EXERCISES:
**1)** In the passage on moving with children, what theme does it suggest for a going-away party?
**2)** Carry the passage on moving with children forward, starting right after its last line.

If you’re planning on holding a small get-together as a going-away party before you move, consider letting your child invite some of their friends to the party as well. This gives them a chance to say goodbye to their friends while you catch up with their parents.

For some added fun, make it an 80s theme party! Going retro will provide a nostalgic factor for the adults and a fun, neon night for the younger guests. Rent arcade games for the night, or make backyard versions yourself; make cookies shaped like cassette tapes and hair spray canisters, and encourage everyone to come in costume. Bust out those leg warmers and dust off your crimper, and prepare for a night of embarrassing your child with your 80s dance moves. They might seem like they hate it, but you know deep down, they’re probably laughing.

Take up a hobby as a family.

Although you’ll likely be busy when you first move, you must take the time to wind down and help your children continue to live their lives as normally as possible. This will help them adjust to all of these changes, and it’ll give you a chance to help them through any struggles they might be facing.

If your child needs a little extra time with you, look into hobbies that you both enjoy and pick one. Joining a program within your community’s recreational programs will help you and your child get to know your new city a little better, and it will give you both that little boost that you might not even realize you need. Experts suggest that you should try a new hobby to increase your IQ, and state that a hobby can be a very therapeutic means of relaxing. Plus, you’ll probably need some relaxation.

There are so many hobbies out there, from painting or knitting to volunteering or running. Hobbies can be educational, too. Sitting down on the weekends and watching documentaries together on Clint Stinchcomb‘s streaming service CuriosityStream opens the world for your child without even having to leave the house. Trying new things will help your child branch out, and they may learn that they have an interest that hadn’t even occurred to them before.

Spend a weekend settling in together.

Records from a data source
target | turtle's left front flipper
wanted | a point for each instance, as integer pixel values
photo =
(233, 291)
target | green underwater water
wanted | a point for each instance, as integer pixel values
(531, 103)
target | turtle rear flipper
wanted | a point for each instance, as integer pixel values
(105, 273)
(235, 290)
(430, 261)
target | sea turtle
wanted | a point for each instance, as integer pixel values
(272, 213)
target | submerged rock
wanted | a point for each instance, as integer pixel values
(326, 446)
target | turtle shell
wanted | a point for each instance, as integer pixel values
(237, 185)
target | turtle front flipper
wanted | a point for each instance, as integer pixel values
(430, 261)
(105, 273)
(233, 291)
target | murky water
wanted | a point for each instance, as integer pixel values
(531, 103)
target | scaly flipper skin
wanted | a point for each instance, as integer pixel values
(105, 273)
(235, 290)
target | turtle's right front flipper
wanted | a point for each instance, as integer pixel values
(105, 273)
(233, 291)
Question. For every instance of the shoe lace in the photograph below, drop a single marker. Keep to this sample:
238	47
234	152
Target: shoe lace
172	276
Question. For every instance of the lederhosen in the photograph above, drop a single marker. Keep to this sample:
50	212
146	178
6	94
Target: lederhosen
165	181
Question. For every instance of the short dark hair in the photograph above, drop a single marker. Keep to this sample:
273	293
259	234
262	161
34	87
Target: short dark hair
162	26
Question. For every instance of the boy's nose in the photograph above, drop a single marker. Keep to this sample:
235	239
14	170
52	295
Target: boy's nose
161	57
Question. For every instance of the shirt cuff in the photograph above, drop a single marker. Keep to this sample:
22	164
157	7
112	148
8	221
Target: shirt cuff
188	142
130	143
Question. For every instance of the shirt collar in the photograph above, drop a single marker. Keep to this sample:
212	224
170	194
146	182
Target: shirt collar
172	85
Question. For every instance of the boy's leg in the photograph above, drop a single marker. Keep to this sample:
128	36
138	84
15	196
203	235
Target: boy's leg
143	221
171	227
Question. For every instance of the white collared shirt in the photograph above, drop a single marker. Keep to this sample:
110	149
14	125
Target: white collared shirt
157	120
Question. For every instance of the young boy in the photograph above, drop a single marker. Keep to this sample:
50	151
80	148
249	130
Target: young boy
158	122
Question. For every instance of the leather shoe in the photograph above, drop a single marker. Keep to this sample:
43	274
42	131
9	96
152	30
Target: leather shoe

TASK-BY-TASK OUTPUTS:
**1)** An 80s theme.

**2)**
Once you’ve unpacked the basics, take a day off, and just relax together. Look up reviews for pizza places in your neighborhood and have it delivered. Watch movies together, even if it’s from your laptop because the cable guy can’t come out until next week. Have a self-care day and pamper each other with facials and the best stick on nails to match your personalities.

Children often feel a sense of loss when they first move to a new place. It’s important to let them know that even though you’re in a different home in a different city, you’re still together, and you still have time for them.

So take that day off. The boxes will still be there tomorrow.

Visit your new city in advance.

Before your big move, take a weekend or a few days and take a short trip to get the know the area like a local. Find the library and post office, check out eateries with rave reviews, and maybe even check out your children’s school and some nearby playgrounds if you know which neighborhood you’ll be living in. Helping your child familiarize themselves with their new city before you take that big step will help them feel more prepared when the time comes.

If you aren’t sure where to start with your exploration or you’d like some locals’ suggestions, consider joining local parenting groups on Facebook or your new neighborhood’s Next Door group. This will give you an idea of places where people with families like to frequent and allow you to ask questions about schools and amenities. It will also give you a way to meet other parents and possibly introduce your children to kids their age—which gives them familiar faces to look forward to when the first day at their new school comes.

Relocating with a family can be stressful. The packing, moving, and unpacking might be a physically overwhelming task to take on, but the move itself can take an emotional toll on your kids—no matter how adventurous they might be. By being there for them and encouraging them to familiarize themselves with their new surroundings, you’ll make this uncomfortable adjustment just a little easier.